WRITTEN REQUEST: In the data below, rename every "expected form" to "sample format" and keep everything else the same.

[Point annotation data]
****

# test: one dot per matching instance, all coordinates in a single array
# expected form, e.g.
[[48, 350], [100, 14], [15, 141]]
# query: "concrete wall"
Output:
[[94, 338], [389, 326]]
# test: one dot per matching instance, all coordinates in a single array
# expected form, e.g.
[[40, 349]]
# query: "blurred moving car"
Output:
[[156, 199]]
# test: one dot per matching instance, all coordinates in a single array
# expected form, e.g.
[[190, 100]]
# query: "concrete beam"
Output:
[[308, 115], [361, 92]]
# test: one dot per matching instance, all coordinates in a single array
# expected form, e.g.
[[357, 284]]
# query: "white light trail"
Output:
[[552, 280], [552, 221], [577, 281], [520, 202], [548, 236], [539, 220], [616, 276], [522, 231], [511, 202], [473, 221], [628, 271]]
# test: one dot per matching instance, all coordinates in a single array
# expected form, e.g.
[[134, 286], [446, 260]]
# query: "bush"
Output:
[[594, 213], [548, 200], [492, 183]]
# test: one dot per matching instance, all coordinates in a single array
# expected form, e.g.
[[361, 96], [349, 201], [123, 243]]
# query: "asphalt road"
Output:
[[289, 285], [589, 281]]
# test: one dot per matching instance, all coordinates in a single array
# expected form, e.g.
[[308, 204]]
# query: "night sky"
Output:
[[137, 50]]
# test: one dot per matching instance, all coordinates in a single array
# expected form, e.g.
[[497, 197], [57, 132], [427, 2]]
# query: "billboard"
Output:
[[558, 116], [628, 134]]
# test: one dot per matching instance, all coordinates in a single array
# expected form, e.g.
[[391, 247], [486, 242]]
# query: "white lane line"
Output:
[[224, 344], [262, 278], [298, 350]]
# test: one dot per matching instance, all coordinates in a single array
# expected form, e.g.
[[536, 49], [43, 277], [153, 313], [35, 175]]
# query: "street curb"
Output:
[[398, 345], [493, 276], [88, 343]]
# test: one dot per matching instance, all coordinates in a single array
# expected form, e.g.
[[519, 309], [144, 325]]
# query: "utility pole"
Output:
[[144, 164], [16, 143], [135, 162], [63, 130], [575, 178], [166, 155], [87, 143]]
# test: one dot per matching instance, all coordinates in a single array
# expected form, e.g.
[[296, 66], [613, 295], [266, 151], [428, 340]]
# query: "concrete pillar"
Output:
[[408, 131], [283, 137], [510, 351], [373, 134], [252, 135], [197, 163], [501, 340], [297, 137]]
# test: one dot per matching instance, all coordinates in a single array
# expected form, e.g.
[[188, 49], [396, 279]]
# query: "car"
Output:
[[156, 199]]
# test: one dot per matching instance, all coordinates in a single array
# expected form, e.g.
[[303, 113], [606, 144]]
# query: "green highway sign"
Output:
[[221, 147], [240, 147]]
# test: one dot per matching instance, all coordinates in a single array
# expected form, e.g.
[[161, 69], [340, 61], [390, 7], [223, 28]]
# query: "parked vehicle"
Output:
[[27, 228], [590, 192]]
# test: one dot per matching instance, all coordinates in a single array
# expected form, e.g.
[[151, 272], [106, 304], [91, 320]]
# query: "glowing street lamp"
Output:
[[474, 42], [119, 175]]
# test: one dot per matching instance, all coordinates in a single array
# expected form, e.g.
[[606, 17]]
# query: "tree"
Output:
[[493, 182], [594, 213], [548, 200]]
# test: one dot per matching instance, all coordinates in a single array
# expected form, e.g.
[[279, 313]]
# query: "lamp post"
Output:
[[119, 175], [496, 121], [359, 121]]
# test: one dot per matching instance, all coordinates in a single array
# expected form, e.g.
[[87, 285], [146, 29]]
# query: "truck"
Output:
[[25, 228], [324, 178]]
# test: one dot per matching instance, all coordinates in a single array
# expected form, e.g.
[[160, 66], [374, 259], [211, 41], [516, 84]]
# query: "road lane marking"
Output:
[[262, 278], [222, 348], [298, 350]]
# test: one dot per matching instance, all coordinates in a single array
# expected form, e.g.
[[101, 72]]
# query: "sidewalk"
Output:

****

WRITTEN SOLUTION:
# test: one dot per matching instance, all coordinates in a single array
# sample format, e.g.
[[48, 350], [100, 14], [15, 141]]
# query: "concrete wall"
Output:
[[94, 338], [389, 326]]
# test: one dot per matching instance, all coordinates in a single array
# sample format, e.g.
[[40, 349]]
# query: "blurred moving car"
Output:
[[156, 199]]
# test: one dot per matching instance, all coordinates in a single array
# sample format, e.g.
[[190, 100]]
# query: "concrete beam"
Output:
[[308, 115], [361, 92]]
# test: one dot per matching instance, all coordinates in a single array
# sample format, e.g.
[[357, 284]]
# query: "white light trail"
Output:
[[552, 280], [552, 221], [577, 281], [520, 202], [548, 236], [539, 220], [616, 276], [522, 231], [511, 202], [473, 221], [628, 271]]
# test: one dot per matching instance, all coordinates in a single array
# sample format, e.g.
[[134, 286], [446, 260]]
# query: "bush"
Output:
[[594, 213], [548, 200], [492, 183]]
# test: one dot per matching instance, all coordinates in a single array
# sample format, e.g.
[[361, 96], [349, 201], [123, 243]]
# query: "asphalt road"
Output:
[[289, 285], [589, 281]]
# test: one dot per matching instance, all coordinates in a single array
# sample format, e.g.
[[308, 204]]
# query: "night sky"
Output:
[[137, 50]]
# test: one dot per matching instance, all coordinates in a single array
# sample format, e.g.
[[497, 197], [57, 132], [427, 2]]
# query: "billboard"
Output:
[[558, 116], [628, 134]]
# test: one dot per matching instance, all coordinates in a single array
# sample format, e.g.
[[391, 247], [486, 242]]
# query: "white lane line"
Output:
[[224, 344], [262, 278], [298, 350]]
# test: one dot per matching instance, all coordinates in a single array
# sample format, e.g.
[[536, 49], [43, 277], [153, 313], [35, 175]]
# query: "street curb"
Output:
[[398, 345], [493, 276], [88, 343]]
# test: one dot per matching instance, all coordinates in a single array
# sample format, e.g.
[[519, 309], [144, 325]]
# query: "utility pole"
Output:
[[144, 164], [16, 143], [135, 162], [63, 130], [575, 178], [166, 155], [87, 143]]
# test: one dot per matching instance, all coordinates in a single array
# sample format, e.g.
[[296, 66], [613, 295], [266, 151], [428, 340]]
# query: "concrete pillar"
Output:
[[408, 131], [283, 137], [510, 351], [373, 134], [252, 135], [197, 163], [501, 340], [297, 137]]
# test: one dot per matching instance, all coordinates in a single array
# sample format, e.g.
[[188, 49], [396, 279]]
# query: "car"
Output:
[[156, 199]]
# test: one dot per matching instance, all coordinates in a single array
# sample format, e.g.
[[303, 113], [606, 144]]
# query: "green highway sign"
Output:
[[221, 147], [240, 147]]
# test: one dot per matching instance, all coordinates in a single array
# sample format, e.g.
[[161, 69], [340, 61], [390, 7], [223, 28]]
# query: "parked vehicle"
Output:
[[27, 228], [590, 192]]
# test: one dot per matching instance, all coordinates in a single array
# sample format, e.g.
[[151, 272], [106, 304], [91, 320]]
# query: "glowing street lamp"
Output:
[[474, 42], [119, 175]]
# test: one dot per matching instance, all coordinates in a single array
# sample format, e.g.
[[606, 17]]
# query: "tree"
Output:
[[493, 182], [594, 213], [548, 200]]
# test: one dot per matching instance, all coordinates in a single array
# sample format, e.g.
[[279, 313]]
# query: "lamp post"
Output:
[[119, 175], [496, 121], [359, 121]]
# test: one dot per matching instance, all coordinates in a single array
# sample format, e.g.
[[87, 285], [146, 29]]
# query: "truck"
Output:
[[25, 228], [324, 178]]
# test: one dot per matching instance, all coordinates in a single array
# sample format, e.g.
[[160, 66], [374, 259], [211, 41], [516, 84]]
# query: "road lane marking"
Output:
[[262, 278], [222, 348], [298, 350]]
# test: one dot per matching instance, all coordinates in a single array
# sample format, e.g.
[[101, 72]]
# query: "sidewalk"
Output:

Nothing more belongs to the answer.